▶ **TEXT BLOCK**
···
I returned home, and a few weeks later the big day approached.  I packed my suitcase and took the bus to the town.  The bus dropped me off in the wrong spot so I had to detour through a dense forest, climb some big hills, and cross a raging river.  When I got to the town the river turned into a small creek, which was filled with fish.  I saw two deep ocean oarfish swimming with the other fish.  I tried to catch them but they wouldn’t take my bait.  I went to the social club.  The people showed me my room.  I opened my suitcase and realized I had not packed my good suit.  Instead I put on a pair of dirty yellow trousers, big old work boots, and a t-shirt.  I started rubbing the work boots down with a wet paper towel to make them look shiny.  When I was done getting dressed I looked in the mirror and noticed I was wearing one white sock and one black sock.  After pondering this for a while I decided it was OK.  When I realized I was without my good suit, I thought that wearing old work clothes would be better because the work clothes would give an honest representation of who I really am.

Then a woman came up the stairs and asked me who I was.  I introduced myself, and she said she was my new mother-in-law.  She was dressed in blue jeans and a t-shirt and appeared younger than my new fiancée.  She kissed me on the cheek and gave me her blessing.  She said she was surprised I was marrying her daughter because we really didn’t know each other.  I responded, “Yeah, but she seems like such a nice girl.”

Other people came into the room to make sure I was ready for the ceremony. A guy knocked on the back door loudly.  I opened the door and he came in with a tray of food.  It was raining hard on that side of the house, but was sunny in the front.  I went down the stairs to the big room where the wedding was to take place.  My fiancée was walking towards me.  We looked at each other.  Then I woke up.
···
▶ **Referring expression data**
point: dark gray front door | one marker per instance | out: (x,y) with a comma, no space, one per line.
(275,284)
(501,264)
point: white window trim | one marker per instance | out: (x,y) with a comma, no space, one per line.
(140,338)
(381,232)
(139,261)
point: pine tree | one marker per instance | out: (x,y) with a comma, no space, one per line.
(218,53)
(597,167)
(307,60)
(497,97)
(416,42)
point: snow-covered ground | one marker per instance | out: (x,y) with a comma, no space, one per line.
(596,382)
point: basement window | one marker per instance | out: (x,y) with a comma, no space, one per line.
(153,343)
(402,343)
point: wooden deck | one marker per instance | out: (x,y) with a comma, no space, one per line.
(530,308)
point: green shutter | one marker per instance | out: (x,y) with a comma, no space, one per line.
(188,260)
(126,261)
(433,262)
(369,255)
···
▶ **TASK INSTRUCTIONS**
Reproduce the dream story word for word between "Then a woman" and "other.  Then I woke up.", inclusive. The entries have nothing to do with this.

▶ **OUTPUT FOR THIS TASK**
Then a woman came up the stairs and asked me who I was.  I introduced myself, and she said she was my new mother-in-law.  She was dressed in blue jeans and a t-shirt and appeared younger than my new fiancée.  She kissed me on the cheek and gave me her blessing.  She said she was surprised I was marrying her daughter because we really didn’t know each other.  I responded, “Yeah, but she seems like such a nice girl.”

Other people came into the room to make sure I was ready for the ceremony. A guy knocked on the back door loudly.  I opened the door and he came in with a tray of food.  It was raining hard on that side of the house, but was sunny in the front.  I went down the stairs to the big room where the wedding was to take place.  My fiancée was walking towards me.  We looked at each other.  Then I woke up.